*Provided records*.
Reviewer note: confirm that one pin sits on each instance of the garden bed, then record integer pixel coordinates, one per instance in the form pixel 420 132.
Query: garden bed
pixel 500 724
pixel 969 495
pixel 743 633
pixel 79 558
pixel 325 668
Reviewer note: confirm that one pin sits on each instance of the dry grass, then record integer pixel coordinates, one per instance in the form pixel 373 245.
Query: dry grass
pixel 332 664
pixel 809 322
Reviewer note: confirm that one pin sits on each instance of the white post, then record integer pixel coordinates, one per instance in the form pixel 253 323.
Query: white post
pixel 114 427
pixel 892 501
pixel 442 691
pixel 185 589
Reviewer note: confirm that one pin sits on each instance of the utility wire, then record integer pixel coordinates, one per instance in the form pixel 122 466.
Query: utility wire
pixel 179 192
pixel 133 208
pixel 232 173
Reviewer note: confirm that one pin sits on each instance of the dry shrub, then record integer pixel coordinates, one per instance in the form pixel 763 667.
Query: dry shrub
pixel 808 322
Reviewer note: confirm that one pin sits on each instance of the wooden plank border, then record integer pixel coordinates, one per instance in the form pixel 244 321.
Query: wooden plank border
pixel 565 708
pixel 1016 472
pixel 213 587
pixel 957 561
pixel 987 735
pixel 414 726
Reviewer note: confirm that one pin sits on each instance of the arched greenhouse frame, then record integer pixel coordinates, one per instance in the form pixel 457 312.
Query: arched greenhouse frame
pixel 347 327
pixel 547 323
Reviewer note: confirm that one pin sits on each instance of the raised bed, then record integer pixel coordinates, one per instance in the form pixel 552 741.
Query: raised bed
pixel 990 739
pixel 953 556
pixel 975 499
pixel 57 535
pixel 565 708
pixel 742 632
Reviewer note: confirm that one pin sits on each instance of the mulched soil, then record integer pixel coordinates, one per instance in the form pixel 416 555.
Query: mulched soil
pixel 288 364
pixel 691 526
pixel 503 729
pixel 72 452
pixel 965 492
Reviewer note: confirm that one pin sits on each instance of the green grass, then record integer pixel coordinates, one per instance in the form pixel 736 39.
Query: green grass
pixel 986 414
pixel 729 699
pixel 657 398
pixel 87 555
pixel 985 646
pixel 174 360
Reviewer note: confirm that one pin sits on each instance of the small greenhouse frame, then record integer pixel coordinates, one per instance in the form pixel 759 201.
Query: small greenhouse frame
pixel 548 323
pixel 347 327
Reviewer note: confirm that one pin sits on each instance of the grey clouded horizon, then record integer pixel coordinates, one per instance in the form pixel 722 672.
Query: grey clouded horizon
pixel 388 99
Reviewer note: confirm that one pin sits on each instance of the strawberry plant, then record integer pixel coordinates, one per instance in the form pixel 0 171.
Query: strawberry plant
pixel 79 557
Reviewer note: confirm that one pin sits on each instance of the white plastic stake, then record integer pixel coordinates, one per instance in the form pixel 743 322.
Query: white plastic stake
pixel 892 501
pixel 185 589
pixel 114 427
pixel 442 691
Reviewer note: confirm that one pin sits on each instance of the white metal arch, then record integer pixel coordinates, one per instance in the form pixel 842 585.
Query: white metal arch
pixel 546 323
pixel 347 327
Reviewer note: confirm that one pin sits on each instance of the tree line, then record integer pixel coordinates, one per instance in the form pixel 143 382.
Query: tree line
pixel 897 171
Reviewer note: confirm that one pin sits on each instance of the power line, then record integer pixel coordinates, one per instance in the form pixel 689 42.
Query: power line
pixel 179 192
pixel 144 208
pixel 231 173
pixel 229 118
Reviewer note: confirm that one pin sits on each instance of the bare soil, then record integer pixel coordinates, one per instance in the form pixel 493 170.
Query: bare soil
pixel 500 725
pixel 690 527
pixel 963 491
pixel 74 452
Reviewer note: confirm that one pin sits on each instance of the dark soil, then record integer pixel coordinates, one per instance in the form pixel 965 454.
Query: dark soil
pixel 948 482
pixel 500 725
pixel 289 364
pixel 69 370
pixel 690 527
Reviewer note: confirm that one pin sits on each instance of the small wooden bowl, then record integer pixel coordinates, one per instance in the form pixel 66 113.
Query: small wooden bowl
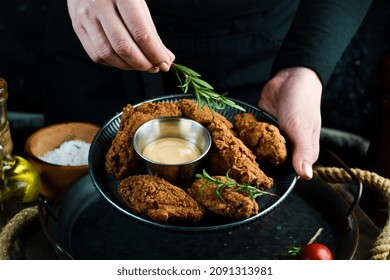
pixel 57 178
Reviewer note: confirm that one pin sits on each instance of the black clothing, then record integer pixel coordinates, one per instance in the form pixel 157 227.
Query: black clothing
pixel 231 43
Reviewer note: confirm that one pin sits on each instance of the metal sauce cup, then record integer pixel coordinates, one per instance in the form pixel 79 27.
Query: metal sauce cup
pixel 179 174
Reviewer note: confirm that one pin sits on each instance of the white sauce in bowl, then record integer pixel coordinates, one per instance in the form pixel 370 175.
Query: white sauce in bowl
pixel 171 150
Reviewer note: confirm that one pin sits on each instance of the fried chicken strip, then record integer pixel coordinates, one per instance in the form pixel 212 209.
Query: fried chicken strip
pixel 121 158
pixel 236 205
pixel 151 196
pixel 264 139
pixel 190 109
pixel 228 153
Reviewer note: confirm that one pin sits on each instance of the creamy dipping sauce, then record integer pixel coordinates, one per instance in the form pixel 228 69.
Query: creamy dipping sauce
pixel 171 150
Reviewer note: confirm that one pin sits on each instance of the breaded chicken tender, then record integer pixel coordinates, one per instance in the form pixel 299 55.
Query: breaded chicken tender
pixel 236 205
pixel 264 139
pixel 228 153
pixel 151 196
pixel 190 109
pixel 121 158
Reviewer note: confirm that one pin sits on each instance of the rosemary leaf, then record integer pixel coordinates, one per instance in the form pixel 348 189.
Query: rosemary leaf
pixel 203 91
pixel 253 192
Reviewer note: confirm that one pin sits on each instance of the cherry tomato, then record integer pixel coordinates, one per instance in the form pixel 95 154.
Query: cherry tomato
pixel 315 251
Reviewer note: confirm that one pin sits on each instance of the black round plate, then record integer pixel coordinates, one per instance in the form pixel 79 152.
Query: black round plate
pixel 284 177
pixel 82 225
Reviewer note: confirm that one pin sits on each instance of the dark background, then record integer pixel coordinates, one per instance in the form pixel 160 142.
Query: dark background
pixel 349 102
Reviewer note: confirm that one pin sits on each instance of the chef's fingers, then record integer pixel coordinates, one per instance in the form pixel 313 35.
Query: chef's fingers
pixel 139 23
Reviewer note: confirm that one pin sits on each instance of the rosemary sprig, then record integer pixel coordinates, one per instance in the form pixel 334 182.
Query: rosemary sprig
pixel 203 91
pixel 253 192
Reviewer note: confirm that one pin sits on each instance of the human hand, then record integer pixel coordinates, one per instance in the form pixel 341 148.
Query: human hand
pixel 293 97
pixel 119 33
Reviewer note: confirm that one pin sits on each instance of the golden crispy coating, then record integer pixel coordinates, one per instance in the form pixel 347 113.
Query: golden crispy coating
pixel 262 138
pixel 121 159
pixel 228 153
pixel 151 196
pixel 235 205
pixel 204 116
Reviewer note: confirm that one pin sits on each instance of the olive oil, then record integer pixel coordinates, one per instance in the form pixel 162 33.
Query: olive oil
pixel 19 181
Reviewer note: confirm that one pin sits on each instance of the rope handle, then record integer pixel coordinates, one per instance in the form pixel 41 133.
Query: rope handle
pixel 374 182
pixel 10 232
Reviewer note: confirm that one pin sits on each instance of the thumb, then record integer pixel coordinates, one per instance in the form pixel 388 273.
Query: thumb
pixel 305 154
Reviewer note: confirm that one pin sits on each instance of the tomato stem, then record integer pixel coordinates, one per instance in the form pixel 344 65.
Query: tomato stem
pixel 315 235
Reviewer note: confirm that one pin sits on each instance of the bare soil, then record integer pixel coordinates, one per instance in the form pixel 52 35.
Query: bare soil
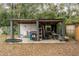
pixel 39 49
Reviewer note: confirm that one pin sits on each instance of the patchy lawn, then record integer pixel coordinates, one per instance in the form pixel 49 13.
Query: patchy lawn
pixel 69 48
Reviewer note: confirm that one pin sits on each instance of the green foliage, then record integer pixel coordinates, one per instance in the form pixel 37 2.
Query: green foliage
pixel 38 10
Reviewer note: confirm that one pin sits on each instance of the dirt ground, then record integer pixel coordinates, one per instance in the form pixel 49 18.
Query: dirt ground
pixel 39 49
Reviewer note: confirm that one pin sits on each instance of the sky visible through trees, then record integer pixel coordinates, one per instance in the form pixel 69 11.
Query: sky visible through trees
pixel 67 11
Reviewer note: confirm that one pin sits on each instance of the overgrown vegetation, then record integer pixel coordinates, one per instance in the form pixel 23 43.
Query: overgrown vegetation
pixel 67 11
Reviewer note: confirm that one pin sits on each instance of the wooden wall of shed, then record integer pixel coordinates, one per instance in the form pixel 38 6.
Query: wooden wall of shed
pixel 70 30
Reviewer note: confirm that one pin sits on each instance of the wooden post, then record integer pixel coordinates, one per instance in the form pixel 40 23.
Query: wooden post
pixel 63 30
pixel 11 29
pixel 37 23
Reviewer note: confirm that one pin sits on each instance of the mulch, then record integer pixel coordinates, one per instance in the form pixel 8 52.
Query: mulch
pixel 39 49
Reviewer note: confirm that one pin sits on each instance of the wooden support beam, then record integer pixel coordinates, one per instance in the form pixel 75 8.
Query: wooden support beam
pixel 11 29
pixel 37 23
pixel 63 30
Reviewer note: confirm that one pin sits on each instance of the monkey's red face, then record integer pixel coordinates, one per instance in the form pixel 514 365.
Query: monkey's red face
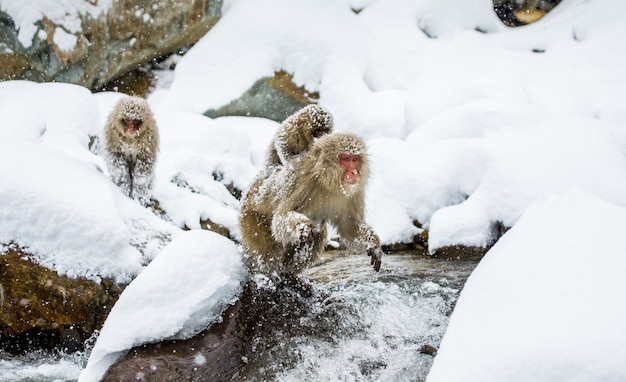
pixel 350 164
pixel 318 133
pixel 132 126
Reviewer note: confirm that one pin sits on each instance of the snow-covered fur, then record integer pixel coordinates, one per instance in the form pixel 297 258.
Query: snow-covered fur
pixel 130 154
pixel 296 134
pixel 284 213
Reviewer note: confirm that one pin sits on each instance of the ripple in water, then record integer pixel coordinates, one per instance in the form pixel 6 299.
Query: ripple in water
pixel 360 326
pixel 367 326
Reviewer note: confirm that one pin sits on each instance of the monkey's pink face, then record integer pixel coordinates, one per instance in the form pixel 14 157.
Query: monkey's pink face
pixel 131 126
pixel 320 132
pixel 350 164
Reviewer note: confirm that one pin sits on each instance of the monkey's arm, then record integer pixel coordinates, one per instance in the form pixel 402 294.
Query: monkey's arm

*Aim*. Retype, without any alteration, the lines running from the first line at the top through the line containing "pixel 325 668", with both of those lines included.

*Exercise output*.
Reviewer note: confirm that one pin sits on each instance of the garden bed, then record integer pixel coordinates, one per instance in the form pixel 420 132.
Query: garden bed
pixel 500 724
pixel 969 495
pixel 743 633
pixel 79 558
pixel 325 668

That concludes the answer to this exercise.